** begin **

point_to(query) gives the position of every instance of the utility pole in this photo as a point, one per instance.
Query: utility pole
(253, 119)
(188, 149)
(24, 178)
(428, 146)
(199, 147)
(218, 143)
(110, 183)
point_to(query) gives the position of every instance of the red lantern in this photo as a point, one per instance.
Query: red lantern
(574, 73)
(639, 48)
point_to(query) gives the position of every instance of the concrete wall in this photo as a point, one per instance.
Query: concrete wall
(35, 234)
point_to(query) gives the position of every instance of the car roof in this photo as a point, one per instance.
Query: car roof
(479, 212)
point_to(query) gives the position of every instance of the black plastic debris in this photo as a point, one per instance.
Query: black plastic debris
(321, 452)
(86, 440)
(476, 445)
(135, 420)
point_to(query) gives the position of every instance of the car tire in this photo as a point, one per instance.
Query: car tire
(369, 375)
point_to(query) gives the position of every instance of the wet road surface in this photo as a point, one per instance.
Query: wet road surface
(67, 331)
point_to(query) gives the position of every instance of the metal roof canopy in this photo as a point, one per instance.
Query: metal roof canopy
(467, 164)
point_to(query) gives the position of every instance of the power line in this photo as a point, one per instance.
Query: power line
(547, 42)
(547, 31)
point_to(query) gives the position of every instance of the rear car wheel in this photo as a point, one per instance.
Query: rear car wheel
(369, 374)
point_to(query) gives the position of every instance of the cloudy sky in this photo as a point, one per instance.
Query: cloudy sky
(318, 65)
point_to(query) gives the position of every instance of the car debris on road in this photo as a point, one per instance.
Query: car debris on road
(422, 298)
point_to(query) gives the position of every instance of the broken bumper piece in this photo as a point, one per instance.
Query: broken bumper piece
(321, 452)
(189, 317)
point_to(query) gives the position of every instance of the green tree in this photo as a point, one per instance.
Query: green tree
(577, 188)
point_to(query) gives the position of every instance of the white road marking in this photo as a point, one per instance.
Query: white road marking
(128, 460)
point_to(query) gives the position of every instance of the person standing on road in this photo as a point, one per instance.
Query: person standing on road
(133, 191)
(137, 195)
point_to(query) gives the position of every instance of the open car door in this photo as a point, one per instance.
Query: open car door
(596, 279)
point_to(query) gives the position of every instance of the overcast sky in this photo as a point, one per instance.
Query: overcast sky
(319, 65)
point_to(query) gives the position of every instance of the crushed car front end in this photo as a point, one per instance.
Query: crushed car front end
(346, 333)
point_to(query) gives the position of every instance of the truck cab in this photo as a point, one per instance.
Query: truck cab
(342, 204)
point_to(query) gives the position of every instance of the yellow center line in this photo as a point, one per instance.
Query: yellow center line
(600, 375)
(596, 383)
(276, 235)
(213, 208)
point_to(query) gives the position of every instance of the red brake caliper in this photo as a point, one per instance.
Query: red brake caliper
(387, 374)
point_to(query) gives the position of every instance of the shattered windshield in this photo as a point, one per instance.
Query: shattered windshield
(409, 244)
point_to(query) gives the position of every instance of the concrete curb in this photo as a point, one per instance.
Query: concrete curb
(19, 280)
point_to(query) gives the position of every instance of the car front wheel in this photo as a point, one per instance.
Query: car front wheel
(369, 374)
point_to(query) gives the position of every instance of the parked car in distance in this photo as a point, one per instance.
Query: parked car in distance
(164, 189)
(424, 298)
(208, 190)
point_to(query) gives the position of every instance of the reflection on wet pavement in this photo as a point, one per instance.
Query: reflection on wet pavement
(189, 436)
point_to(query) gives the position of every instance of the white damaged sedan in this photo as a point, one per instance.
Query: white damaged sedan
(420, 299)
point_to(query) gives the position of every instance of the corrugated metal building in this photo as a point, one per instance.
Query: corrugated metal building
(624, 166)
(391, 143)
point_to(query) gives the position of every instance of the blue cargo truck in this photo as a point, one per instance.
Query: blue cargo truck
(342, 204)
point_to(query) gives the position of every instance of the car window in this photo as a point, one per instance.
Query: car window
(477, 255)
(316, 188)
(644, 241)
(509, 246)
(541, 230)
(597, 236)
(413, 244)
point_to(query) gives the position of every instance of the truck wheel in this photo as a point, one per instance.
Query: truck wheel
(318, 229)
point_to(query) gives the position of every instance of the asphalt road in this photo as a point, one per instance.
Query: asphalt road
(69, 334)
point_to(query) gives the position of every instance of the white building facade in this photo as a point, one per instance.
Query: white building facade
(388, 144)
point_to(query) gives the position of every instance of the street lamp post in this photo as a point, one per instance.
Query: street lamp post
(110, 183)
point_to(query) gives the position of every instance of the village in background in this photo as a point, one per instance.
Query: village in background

** end **

• **TASK OBJECTIVE**: Copy out the material word for word and line for line.

• **ANSWER TO THIS PROBLEM**:
point_to(query) gives the position of every instance of the utility pole in this photo as a point, one per instance.
Query: utility pole
(253, 119)
(188, 149)
(24, 178)
(428, 146)
(199, 147)
(218, 143)
(110, 183)
point_to(query) gives the position of every instance of the red lantern in this photo as a point, one per instance.
Query: red lantern
(574, 73)
(639, 48)
point_to(query) gives the position of every instance of the concrete wall in this photo as a point, one per instance.
Query: concrete wall
(35, 234)
point_to(query) gives the position of every instance of the car roof in this photo as a point, one per instance.
Query: car roof
(479, 212)
point_to(query) gives the position of every instance of the black plastic debris in this photo as a point, one per instance.
Query: black plastic debris
(321, 452)
(86, 440)
(476, 445)
(135, 420)
point_to(query) gives the position of every instance of the car tire in this photo as a point, one per instance.
Query: car tire
(369, 375)
point_to(query) gives the position of every instance of the wet road surface in this photo as a point, one per instance.
Query: wet road surface
(67, 331)
point_to(query) gives the position of every instance of the metal roof canopy in this photo as a point, one per instance.
Query: metal roof canopy
(467, 164)
point_to(query) gives the position of every instance of the power line in this photo as a point, one per instance.
Query: power line
(547, 42)
(547, 31)
point_to(query) gives the position of every instance of the rear car wheel in this photo as a point, one per instance.
Query: rear car wheel
(369, 374)
point_to(query) gives the position of every instance of the cloudy sky in this photo as a point, one per instance.
Query: cloudy sky
(318, 65)
point_to(query) gives the position of every instance of the car debris on road in this photo as a point, one per instance.
Query: car debris on road
(422, 298)
point_to(query) gives the position of every instance of the broken bumper piece in this photo as a point, one per instance.
Query: broken bumper piece
(321, 452)
(189, 317)
point_to(query) gives the position of every instance of the green tree in this photo as a point, one per instance.
Query: green tree
(577, 188)
point_to(query) gives the position of every instance of the white road marking in this photo as a point, one per instance.
Query: white road marking
(128, 460)
point_to(query) gives the position of every instance of the person standing on road in this photo as a point, one per instance.
Query: person standing on road
(133, 191)
(137, 195)
point_to(query) gives the position of every instance of the open car door in this photo as a point, one per instance.
Query: open car door
(596, 279)
point_to(query) gives the position of every instance of the overcast sky in this photo as a point, one per instance.
Query: overcast sky
(319, 65)
point_to(query) gives the position of every instance of the crushed car front end in this photo as a point, one per instance.
Query: crushed car front end
(346, 333)
point_to(query) gives the position of every instance of the truck cab in this photo as a point, one per instance.
Query: truck cab
(342, 204)
point_to(query) gives the position of every instance of the yellow center line in this photo as a point, one per instance.
Query: yellow center line
(600, 375)
(596, 383)
(276, 235)
(213, 208)
point_to(query) gives the position of every instance of the red brake caliper in this photo as a point, one per instance.
Query: red brake caliper
(387, 374)
point_to(query) gives the position of every instance of the shattered windshield in this photo as a point, one per instance.
Query: shattered windshield
(409, 244)
point_to(query) gives the position of every instance of the concrete curb in this photo as a point, one per instance.
Query: concrete curb
(19, 280)
point_to(query) gives the position of every instance of the car front wheel in this photo as a point, one per instance.
Query: car front wheel
(369, 374)
point_to(query) gives the position of every instance of the parked car in distance in this photo as a point, one per instance.
Query: parked car in distance
(164, 189)
(424, 298)
(208, 190)
point_to(query) gives the position of every instance of the reflection on wet pavement in this photo as a point, one per instance.
Query: reflection on wet pavement
(189, 436)
point_to(query) gives the position of every instance of the white damaged sedan in this photo as a point, one per instance.
Query: white damaged sedan
(420, 299)
point_to(query) gives the position of every instance of the corrugated metal building in this photo as a point, one per instance.
Query: corrugated metal building
(624, 166)
(391, 143)
point_to(query) gives the position of every instance of the blue cargo truck in this photo as a point, one per instance.
Query: blue cargo truck
(342, 204)
point_to(query) gives the position of every instance of the car window in this photo as a point, one per instance.
Query: car window
(477, 255)
(316, 188)
(644, 241)
(509, 246)
(541, 230)
(597, 236)
(413, 244)
point_to(query) gives the position of every instance of the truck wheel in this photo as a point, one per instance.
Query: truck wheel
(318, 229)
point_to(query) gives the position of every instance of the asphalt road in this photo as a point, one per instance.
Query: asphalt road
(69, 334)
point_to(query) gives the position of every instance of the white building facade in this photo as a point, one per instance.
Query: white building facade
(388, 144)
point_to(query) gives the position of every instance of the street lamp post in this photo as a point, one per instance.
Query: street lamp post
(110, 183)
point_to(query) gives the position of every instance of the village in background in this photo as a point, one per instance.
Query: village in background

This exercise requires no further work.